### EXCERPT PROVIDED
****************

The Class 1s, I think it’s a bit of a different [yeast]. They seem to have the financial capacity to be able to do the work and with the lower revenue volumes that they are able to get a lot more work done ultimately at a lower cost for them. So we think they are using this as an opportunity to upgrade the maintenance of their infrastructure.

Brian McCurrie

Also hopefully, on the commercial shore line railroads, we didn’t see a small sign of some stimulus money being used out of the Midwest for the commuter and track application. Hopefully, as the stimulus money starts move into the states and move out, that some of the shore lines will take advantage of some of that money later on.

Steve Schwartz - First Analysis

This white tie purchases were strong, and I could see where that would affect the topline, because hardwood prices are up. This is typically the low margin part of the total sale you do. So I am wondering if there is something else that helped boost your margin in that business.

Walt Turner

Yes. It’s mainly throughput absorption.

Brian McCurrie

The volume was a major result.

Steve Schwartz - First Analysis

The white tie purchases is just simply procurement with very little profit dollar for you relative to the treating portion of the sale. So, when you say throughput, can you explain to me how that maybe is factored into margin on the white tie purchase?

Walt Turner

If you have a 15% or so fixed cost in your plant, if you are able to move 15% more volume through your plant, you’re going to have a per tie cost reduction.

Steve Schwartz - First Analysis

Okay. So you are assigning that to the white ties even though it’s simply procurement?

Walt Turner

Yes, yes.

Steve Schwartz - First Analysis

Okay. I think that pretty well answer it for me.

Walt Turner

Be a little bit careful. If you remember, the first quarter of last year was a pretty poor, relatively for white tie procurement, quarter for us overall. So, I think there is a positive comp there for us that’s partially affecting us.

Operator

Your next question comes from Saul Ludwig - KeyBanc.

Saul Ludwig - KeyBanc

What percentage did you coal tar cost increase in the quarter?

Brian McCurrie

North America was the largest area that we saw some increases in. It was in excess of 30% going into this year. I mean the two markets that we saw the most significant increase in coal tar cost were in North America and Australia.

Saul Ludwig - KeyBanc

And they were both about 30%?

Brian McCurrie

Yes, somewhere in that range. In Australia, it wasn’t because the cost of material went up. They actually didn’t have enough material, so we had to input more raw materials into Australia, and that ended up costing us more.

Saul Ludwig - KeyBanc

If you have a 30% increase in your coal tar cost, what percent increase do you need in selling prices of pitch to just match dollar for dollar?

Walt Turner

If the formula allows for a 30% increase in our pitch price, where we end up losing margin is in the downstream products. Now, we have more ability in things like creosote pricing around the world than we do in carbon black feedstock pricing, which has went to oil. So, where we have markets that pitch and creosote sales were able to better manage that cost increase.

****************

### DATA PROVIDED
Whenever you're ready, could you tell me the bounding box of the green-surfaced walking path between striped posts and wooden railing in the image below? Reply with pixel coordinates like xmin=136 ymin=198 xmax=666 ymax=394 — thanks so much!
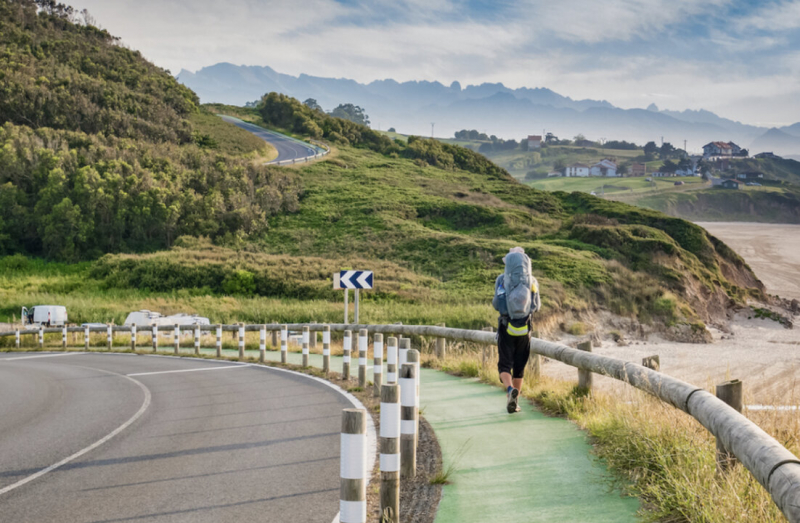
xmin=203 ymin=350 xmax=639 ymax=523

****************

### WHAT TO WORK ON
Carry on the earnings call transcript about railroad ties and coal tar costs, picking up right after its last line.

### TASK ANSWER
Saul Ludwig - KeyBanc

Your SG&A total costs were down $2.4 million. Your corporate cost were the same. So, the $2.4 million decrease in SG&A was in the segments. Was the SG&A in railroad ties basically flat, and the whole $2.4 million decline in carbon materials or how did that SG&A change by the segments?

Brian McCurrie

There was a piece of SG&A reduction in the Railroad & Utility Products segment, Saul.

Saul Ludwig - KeyBanc

How much was that?

Brian McCurrie

In that segment, it’s about little less than $1 million, $900,000.

Saul Ludwig - KeyBanc

It would be much bigger in the coal tar and the carbon materials?

Brian McCurrie

Right, because I think the Carbon Materials & Chemicals business are not only getting the true cost reduction initiative, it’s also getting the benefit of the FX rate.

Saul Ludwig - KeyBanc

Part of that is due to FX?

Brian McCurrie

Correct. The CM&C business has more volatility around FX than the Railroad & Utility Products business has.

Saul Ludwig - KeyBanc

Walt, you mentioned that in the U.S., the 25% of the coal tar needs by the aluminium company is imported. Is that imported by you from your operations or are you out of the loop on that such that if the imports are cut out, is that cutting out somebody else or are you getting cut out as well, as the import component is reduced?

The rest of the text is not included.